◆ Exercise details ◆
Print, word for word, the part of the Adhikari farm post below that starts at "This myth was" and stops after "I loved it.".

◆ Selected extract ◆
Adhikari Farm: Week 1

My first week at Adhikari farm is done. As with all things comfortable; the week seems to have flown by but it also feels like we've been here forever.

So the quick description first

Sameer and Sachin Adhikari, twin brothers along with their spouses and one kid, Saee, are making their farm into a sort of treasure trove of plants that will provide food that is both easy to access and available year round and organic and nutritious. 3 days after we arrived, Sachin came back from Mumbai with his wife Shraddha and his daughter Saee. Saee has been unschooled for the last 2 years. I've met her before, at LSUC, and found her to be a very quiet, sensible and calm child. She still is. Jishnu and Saee both seemed to hit it off really quick.

She speaks only english which I found disappointing since i wanted Jishnu to learn to speak Marathi. But for now the fact that they get along is most important. The week passed with a tiny bit of sowing and I began to feel like farm life is just like Fukuaka said, slow and leisurely.

This myth was broken by the arrival, on Friday, of a pillar of farming, Julius Rego, from Navi Mumbai. On his arrival all calm was shattered and we were put to work sowing, mulching, digging trenches and catching bugs that sprayed us with noxious fumes. To be honest, I loved it.

In the past I've had a few complaints about my posts being too long and so this format, where I start with a short yet complete idea of what I'm going to say in the long and more verbose, thought filled and meandering "main body".

◆ Dataset extract ◆
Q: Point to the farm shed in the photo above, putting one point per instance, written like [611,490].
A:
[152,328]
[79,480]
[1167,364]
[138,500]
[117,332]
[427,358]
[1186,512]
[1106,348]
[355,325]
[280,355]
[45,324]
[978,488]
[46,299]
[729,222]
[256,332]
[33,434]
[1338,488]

* * *

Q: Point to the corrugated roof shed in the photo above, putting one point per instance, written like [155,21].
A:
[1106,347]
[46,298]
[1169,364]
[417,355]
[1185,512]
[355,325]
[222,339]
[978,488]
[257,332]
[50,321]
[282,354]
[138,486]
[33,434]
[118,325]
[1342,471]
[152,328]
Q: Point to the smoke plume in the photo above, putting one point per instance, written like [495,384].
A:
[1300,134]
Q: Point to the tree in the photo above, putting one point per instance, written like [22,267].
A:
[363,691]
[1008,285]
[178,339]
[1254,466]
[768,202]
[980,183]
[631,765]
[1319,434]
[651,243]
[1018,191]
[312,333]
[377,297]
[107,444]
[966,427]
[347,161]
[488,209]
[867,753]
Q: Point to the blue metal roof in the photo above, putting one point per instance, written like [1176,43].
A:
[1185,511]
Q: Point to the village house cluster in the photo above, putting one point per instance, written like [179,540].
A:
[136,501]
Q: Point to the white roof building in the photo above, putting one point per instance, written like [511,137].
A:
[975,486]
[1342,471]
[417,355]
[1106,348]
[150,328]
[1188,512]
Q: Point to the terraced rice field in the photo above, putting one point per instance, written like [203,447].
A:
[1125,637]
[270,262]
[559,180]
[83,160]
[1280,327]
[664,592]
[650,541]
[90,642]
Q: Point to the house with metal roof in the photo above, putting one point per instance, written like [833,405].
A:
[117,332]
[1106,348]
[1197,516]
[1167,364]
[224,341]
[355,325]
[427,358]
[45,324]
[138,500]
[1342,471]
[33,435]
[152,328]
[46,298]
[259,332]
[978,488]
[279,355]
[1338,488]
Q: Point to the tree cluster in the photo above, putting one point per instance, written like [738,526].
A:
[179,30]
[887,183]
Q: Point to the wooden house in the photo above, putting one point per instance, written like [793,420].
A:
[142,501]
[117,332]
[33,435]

◆ Written answer ◆
This myth was broken by the arrival, on Friday, of a pillar of farming, Julius Rego, from Navi Mumbai. On his arrival all calm was shattered and we were put to work sowing, mulching, digging trenches and catching bugs that sprayed us with noxious fumes. To be honest, I loved it.